*** SOURCE MATERIAL Section Begins ***
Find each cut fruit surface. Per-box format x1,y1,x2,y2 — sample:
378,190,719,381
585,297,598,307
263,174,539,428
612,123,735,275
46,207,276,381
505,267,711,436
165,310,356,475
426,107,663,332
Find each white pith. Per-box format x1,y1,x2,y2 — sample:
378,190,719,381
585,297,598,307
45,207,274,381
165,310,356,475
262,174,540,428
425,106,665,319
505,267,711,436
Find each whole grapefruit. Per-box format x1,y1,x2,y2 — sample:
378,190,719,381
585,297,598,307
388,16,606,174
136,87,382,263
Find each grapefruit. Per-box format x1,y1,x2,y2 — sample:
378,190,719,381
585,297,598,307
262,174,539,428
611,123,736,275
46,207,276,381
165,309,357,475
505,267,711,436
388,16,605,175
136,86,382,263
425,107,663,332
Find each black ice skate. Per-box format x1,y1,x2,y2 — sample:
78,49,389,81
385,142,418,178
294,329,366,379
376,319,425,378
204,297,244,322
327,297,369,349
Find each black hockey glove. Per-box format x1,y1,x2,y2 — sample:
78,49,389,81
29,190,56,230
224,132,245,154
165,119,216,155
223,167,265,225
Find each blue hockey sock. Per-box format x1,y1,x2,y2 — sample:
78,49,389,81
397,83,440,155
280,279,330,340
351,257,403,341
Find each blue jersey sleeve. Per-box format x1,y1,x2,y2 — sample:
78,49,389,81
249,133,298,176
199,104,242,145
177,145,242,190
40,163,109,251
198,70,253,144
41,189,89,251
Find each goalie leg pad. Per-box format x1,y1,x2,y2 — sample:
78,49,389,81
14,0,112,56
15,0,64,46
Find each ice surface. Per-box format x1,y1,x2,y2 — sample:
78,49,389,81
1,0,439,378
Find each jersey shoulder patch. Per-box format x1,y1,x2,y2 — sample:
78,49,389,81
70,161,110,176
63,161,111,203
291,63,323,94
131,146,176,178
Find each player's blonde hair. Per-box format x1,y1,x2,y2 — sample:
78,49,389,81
*** SOURCE MATERIAL Section Ends ***
◆ **WORK TASK**
Retype only this range exactly: the first line of the data through the line where "Find each white" appears.

◆ **RESULT FOR THIS TASK**
Find each cut fruit surface. Per-box format x1,y1,x2,y2 — sample:
378,190,719,381
585,297,598,307
263,174,539,428
612,123,735,275
46,207,276,381
505,267,711,436
165,310,356,475
426,107,663,332
Find each white pith. Per-box format x1,y1,x2,y2 — sample:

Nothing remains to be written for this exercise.